*** SOURCE INFORMATION Section Begins ***

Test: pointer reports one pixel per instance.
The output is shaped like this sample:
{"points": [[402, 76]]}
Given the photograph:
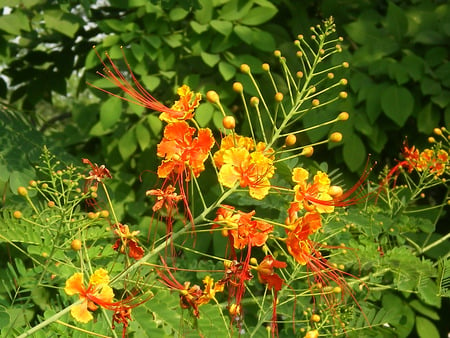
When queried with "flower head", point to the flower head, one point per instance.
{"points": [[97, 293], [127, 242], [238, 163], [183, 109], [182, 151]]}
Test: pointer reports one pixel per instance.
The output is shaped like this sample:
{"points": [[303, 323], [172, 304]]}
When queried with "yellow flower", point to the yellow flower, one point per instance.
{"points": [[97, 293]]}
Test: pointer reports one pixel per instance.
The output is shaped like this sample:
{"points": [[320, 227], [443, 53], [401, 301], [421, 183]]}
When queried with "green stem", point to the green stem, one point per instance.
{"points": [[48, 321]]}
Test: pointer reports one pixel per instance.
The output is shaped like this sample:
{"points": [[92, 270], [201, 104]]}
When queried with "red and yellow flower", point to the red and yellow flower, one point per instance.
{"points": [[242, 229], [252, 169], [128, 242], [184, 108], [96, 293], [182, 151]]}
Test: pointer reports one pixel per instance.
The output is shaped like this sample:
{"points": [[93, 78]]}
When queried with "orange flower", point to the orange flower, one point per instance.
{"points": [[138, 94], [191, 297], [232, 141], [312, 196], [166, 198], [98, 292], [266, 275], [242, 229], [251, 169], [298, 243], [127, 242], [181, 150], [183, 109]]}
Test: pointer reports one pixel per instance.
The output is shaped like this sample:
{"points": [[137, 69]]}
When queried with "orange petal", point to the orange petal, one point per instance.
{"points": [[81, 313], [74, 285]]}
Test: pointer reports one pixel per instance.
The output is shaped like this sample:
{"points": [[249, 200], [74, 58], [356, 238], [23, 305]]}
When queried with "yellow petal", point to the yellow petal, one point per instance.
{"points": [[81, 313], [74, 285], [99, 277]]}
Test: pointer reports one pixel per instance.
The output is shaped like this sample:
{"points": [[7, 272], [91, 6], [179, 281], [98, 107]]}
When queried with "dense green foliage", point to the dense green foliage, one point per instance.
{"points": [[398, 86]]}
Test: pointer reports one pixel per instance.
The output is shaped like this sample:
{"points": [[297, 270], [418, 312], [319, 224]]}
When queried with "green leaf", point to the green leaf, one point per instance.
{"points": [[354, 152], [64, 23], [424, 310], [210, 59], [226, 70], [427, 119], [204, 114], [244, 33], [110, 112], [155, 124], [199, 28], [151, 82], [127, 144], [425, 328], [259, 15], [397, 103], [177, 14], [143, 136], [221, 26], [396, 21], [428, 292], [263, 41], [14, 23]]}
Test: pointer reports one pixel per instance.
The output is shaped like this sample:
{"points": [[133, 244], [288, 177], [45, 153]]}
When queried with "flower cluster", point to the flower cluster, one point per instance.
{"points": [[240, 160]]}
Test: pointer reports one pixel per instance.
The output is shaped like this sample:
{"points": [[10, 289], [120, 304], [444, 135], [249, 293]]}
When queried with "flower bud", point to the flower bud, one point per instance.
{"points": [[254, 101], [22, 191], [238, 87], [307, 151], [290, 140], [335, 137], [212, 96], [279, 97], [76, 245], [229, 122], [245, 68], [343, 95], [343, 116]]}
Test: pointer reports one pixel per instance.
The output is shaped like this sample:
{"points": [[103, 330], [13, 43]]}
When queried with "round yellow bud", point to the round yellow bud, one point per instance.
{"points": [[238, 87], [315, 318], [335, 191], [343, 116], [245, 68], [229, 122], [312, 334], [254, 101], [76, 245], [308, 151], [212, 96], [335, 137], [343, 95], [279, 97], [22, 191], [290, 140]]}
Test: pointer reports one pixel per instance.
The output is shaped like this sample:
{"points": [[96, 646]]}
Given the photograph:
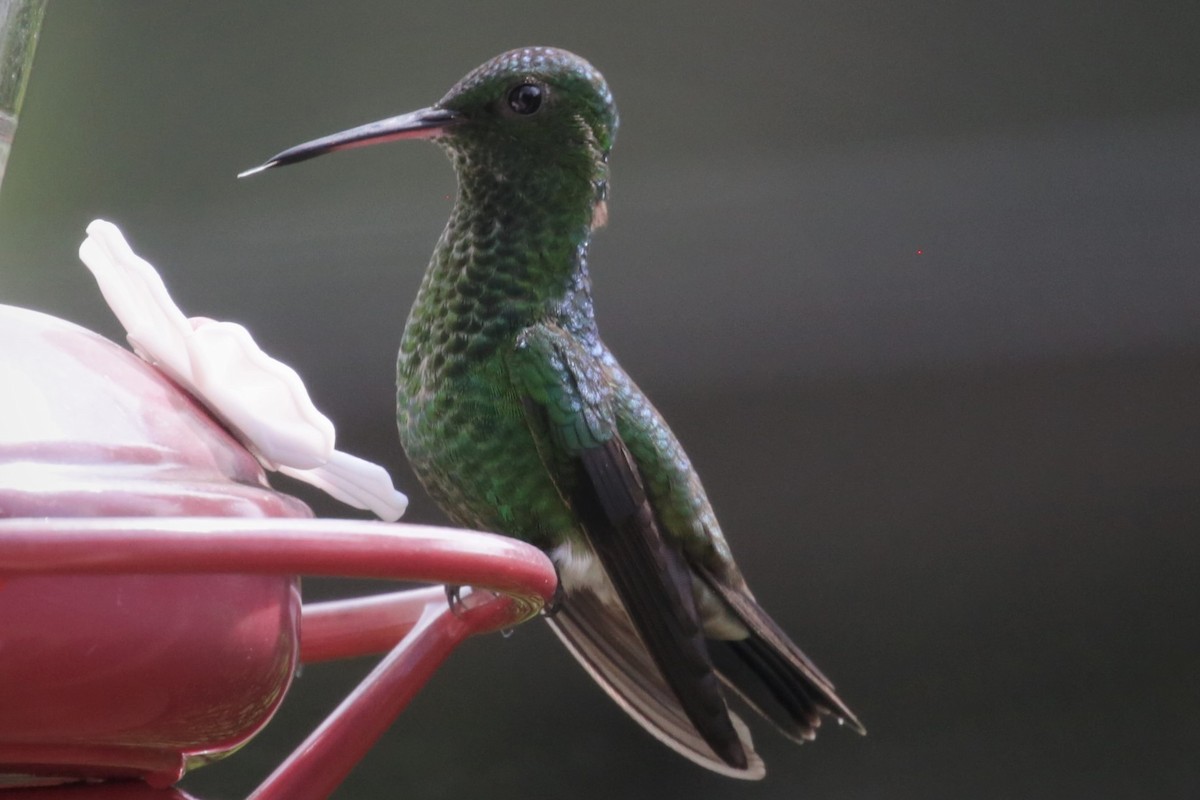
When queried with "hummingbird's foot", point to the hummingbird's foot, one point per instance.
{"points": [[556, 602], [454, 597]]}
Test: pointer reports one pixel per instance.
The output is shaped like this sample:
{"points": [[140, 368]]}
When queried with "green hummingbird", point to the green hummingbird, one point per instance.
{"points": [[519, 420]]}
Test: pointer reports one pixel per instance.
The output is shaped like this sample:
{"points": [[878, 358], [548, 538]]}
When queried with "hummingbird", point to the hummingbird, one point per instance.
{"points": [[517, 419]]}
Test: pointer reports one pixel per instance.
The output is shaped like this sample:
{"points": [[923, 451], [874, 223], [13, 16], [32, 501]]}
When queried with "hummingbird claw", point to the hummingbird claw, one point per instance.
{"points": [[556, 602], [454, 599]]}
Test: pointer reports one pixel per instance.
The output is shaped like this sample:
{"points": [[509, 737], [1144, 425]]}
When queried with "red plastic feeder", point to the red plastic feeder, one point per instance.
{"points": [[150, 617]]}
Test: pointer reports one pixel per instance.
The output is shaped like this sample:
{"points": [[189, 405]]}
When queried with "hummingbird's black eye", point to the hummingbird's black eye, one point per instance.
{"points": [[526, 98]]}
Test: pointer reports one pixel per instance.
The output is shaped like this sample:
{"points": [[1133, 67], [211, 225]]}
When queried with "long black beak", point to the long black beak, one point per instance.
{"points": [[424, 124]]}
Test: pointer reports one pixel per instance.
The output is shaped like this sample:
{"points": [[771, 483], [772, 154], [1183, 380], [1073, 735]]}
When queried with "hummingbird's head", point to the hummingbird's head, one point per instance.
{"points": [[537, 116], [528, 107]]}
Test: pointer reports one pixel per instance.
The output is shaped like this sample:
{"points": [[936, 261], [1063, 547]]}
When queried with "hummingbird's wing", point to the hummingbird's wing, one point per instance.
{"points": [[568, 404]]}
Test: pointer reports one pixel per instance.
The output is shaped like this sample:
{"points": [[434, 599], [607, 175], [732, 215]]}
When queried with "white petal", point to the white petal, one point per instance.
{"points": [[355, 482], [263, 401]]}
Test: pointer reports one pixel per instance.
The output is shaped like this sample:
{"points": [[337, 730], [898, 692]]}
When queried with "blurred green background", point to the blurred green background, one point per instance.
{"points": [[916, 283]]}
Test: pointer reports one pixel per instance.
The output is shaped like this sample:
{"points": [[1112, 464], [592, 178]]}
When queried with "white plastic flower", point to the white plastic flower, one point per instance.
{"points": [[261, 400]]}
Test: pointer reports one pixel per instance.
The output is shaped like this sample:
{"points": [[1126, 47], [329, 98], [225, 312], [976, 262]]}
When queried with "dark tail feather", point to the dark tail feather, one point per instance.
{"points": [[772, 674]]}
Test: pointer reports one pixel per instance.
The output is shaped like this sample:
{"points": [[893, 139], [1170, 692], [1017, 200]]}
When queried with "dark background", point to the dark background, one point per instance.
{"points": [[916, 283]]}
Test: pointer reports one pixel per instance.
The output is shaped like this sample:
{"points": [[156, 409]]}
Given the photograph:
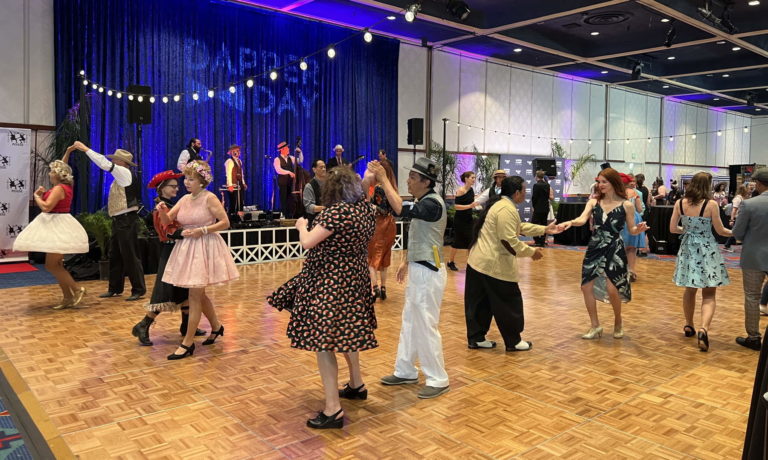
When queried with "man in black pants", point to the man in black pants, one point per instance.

*** SOURCE INFORMATION Section Ends ***

Output everything in the records exactly, leaving pictures out.

__TASK RESULT__
Test: pointer reports one pixel per instance.
The output is shaped like this sample:
{"points": [[402, 76]]}
Given the photograph:
When queried with "flower head", point to the flower head, one point per instance.
{"points": [[97, 293], [127, 242], [238, 163], [183, 109], [182, 151]]}
Test: pointer reports one pixel per instance.
The output is shaped like this sample:
{"points": [[303, 323], [172, 304]]}
When queried with "yellow flower", point to the yellow flower, one point per instance.
{"points": [[97, 293]]}
Test: pointer reports one pixel per instance.
The output is shaped like this sample:
{"points": [[320, 227], [443, 53], [401, 301], [421, 183]]}
When queried with "green stem", point to the green stem, one point per instance.
{"points": [[48, 321]]}
Test: pointer reports one pixel per instance.
The output is shaped like this sample:
{"points": [[92, 270], [201, 104]]}
When queried with "red and yellow flower", point to the red and yellow flower, one point per instance.
{"points": [[242, 229], [252, 169], [128, 242], [184, 108], [96, 293], [182, 151]]}
Test: pointer reports one pixel per instance.
The output is shaped like this sample:
{"points": [[93, 78]]}
When queried with "orange flower", point to the orange flower, one point per instance.
{"points": [[138, 94], [191, 297], [232, 141], [312, 196], [166, 198], [98, 292], [266, 275], [242, 229], [251, 169], [298, 243], [127, 242], [181, 150], [183, 109]]}
Test: pointer reports one pixel per instance.
The output is shaped like this sample:
{"points": [[137, 69]]}
When queried with "orange petal", point to the orange petal, one point per instance.
{"points": [[81, 313], [74, 285]]}
Test: pointer reports one pixel per instance.
The output is shaped like this sample:
{"points": [[249, 200], [74, 58], [356, 238], [23, 305]]}
When queried with "yellow petal", point to the yellow petal, one point per instance.
{"points": [[81, 313], [74, 285], [99, 277]]}
Test: pointer reports one pixel per instance.
The output is shaped like this sample:
{"points": [[7, 272], [91, 6], [179, 281], [98, 107]]}
When queried with "dense green foliage", point to the dense green foliage, one point per instance.
{"points": [[398, 86]]}
Test: pointer reports one pixel per instance.
The output is shaped like this sample:
{"points": [[297, 270], [418, 312], [319, 224]]}
When queried with "green leaf", point to the green leaf, one point per instance.
{"points": [[354, 152], [64, 23], [424, 310], [210, 59], [226, 70], [427, 119], [204, 114], [244, 33], [110, 112], [155, 124], [199, 28], [151, 82], [127, 144], [425, 328], [259, 15], [397, 103], [177, 14], [143, 136], [221, 26], [396, 21], [428, 292], [263, 41], [14, 23]]}
Test: pointer reports one pixel per instance.
The output is shaped like this sample:
{"points": [[133, 244], [288, 177], [45, 153]]}
When queried with "flower cluster", point to the flower cluster, one point per instance.
{"points": [[240, 160]]}
Test: pointer reports one pixel per instance.
The output is shaped like this sample:
{"points": [[10, 289], [120, 304], [444, 135], [249, 293]]}
When queried with "flower bud", point to the flower bud, one point per instance.
{"points": [[254, 101], [22, 191], [238, 87], [307, 151], [290, 140], [335, 137], [212, 96], [279, 97], [76, 245], [229, 122], [245, 68], [343, 95], [343, 116]]}
Test: pointer reports one pixel per instance.
The output is shaped like this sample:
{"points": [[103, 330], [13, 43]]}
When queried with "round yellow bud", point to the round yellow bud, one point per instance.
{"points": [[238, 87], [315, 318], [335, 191], [343, 116], [245, 68], [229, 122], [312, 334], [254, 101], [76, 245], [308, 151], [212, 96], [335, 137], [343, 95], [279, 97], [22, 191], [290, 140]]}
Test: pointer reports one pixel per instance.
The output is shaped like this sample:
{"points": [[96, 646]]}
Given the photograph:
When queried with "hummingbird's foot", point to the hummingbird's foot, one point per instance.
{"points": [[556, 602], [454, 597]]}
Test: pointer reports one pixel per instance.
The output is shaped like this sample:
{"points": [[140, 368]]}
When queried with "green hummingbird", point to the green hummingbird, one point per instance.
{"points": [[519, 420]]}
Test: pointer reports one pixel per instance.
The output is shaped like this sample:
{"points": [[878, 358], [548, 538]]}
When queried with "hummingbird", point to the hummingbird, one point per instance.
{"points": [[517, 419]]}
Test: pointer reports one pixel per instance.
The output is shaped like this sample:
{"points": [[923, 451], [874, 223], [13, 16], [32, 501]]}
When queried with "hummingbird claw", point to the hummingbird claw, one point per instance.
{"points": [[556, 602], [454, 599]]}
Test: pointer reports one pixel per instance.
The output is shaped like this sample:
{"points": [[509, 737], [1144, 425]]}
When queried with "red plastic feeder", point to the red plastic feeder, one point per instance.
{"points": [[150, 617]]}
Test: pointer reports one pixel per instance.
The output is shaped like this sample:
{"points": [[189, 405]]}
When queried with "hummingbird's black eye", point to the hummingbird's black eye, one point per instance.
{"points": [[526, 98]]}
Test: pointer reports one pixel per instance.
The output is shaped like this sample:
{"points": [[1133, 67], [211, 225]]}
When queried with "long black beak", point to the long black beak, one point per instance.
{"points": [[424, 124]]}
Test: pointer reports one pixel per instance.
The output is shaped like this sample:
{"points": [[771, 483], [772, 154], [1183, 380], [1073, 735]]}
When queried with "hummingbird's head", point to the hummingbird's head, one point per instance.
{"points": [[537, 116], [528, 107]]}
Test: pointer reports one pixel per instance.
The output is shaped like this sample:
{"points": [[936, 261], [1063, 547]]}
When queried with "hummingbird's wing", point to the hummingbird's wing, one point per instance.
{"points": [[568, 404]]}
Test: pointer reports one pixel per instance.
The output is shaped like this sample:
{"points": [[434, 599], [607, 175], [732, 215]]}
When queried with "white petal", point to the white petal, one point per instance.
{"points": [[355, 482], [263, 401]]}
Test: pointer reports one pixel per instance.
The output is shaped like this sample:
{"points": [[337, 730], [898, 692]]}
When queried with "blurred green background", point to the blurred green background, one point per instance.
{"points": [[916, 283]]}
Test: pointer reports one pixel per instance.
The output is shaped like this sample:
{"points": [[1112, 464], [592, 178]]}
When queried with "white plastic flower", point to the white plastic flower, one point per instance.
{"points": [[261, 400]]}
Test: pointer reports one pixel per instance.
The output is shaped like this sample:
{"points": [[1126, 47], [329, 98], [225, 312], [976, 262]]}
When queried with "dark tail feather", point to the dark tail feather, one point per instance.
{"points": [[772, 674]]}
Test: pointer reports one pixel per instance.
The output is shaped like this sample:
{"points": [[893, 139], [1170, 692], [1017, 200]]}
When queried with "dark background", point to the dark background, one point per instance.
{"points": [[916, 283]]}
Test: pointer reports one pixel per instance.
The output is shaped like this sample:
{"points": [[156, 409]]}
Given the photograph:
When queried with "man in black pants", point to the man in black pants, one point per instance.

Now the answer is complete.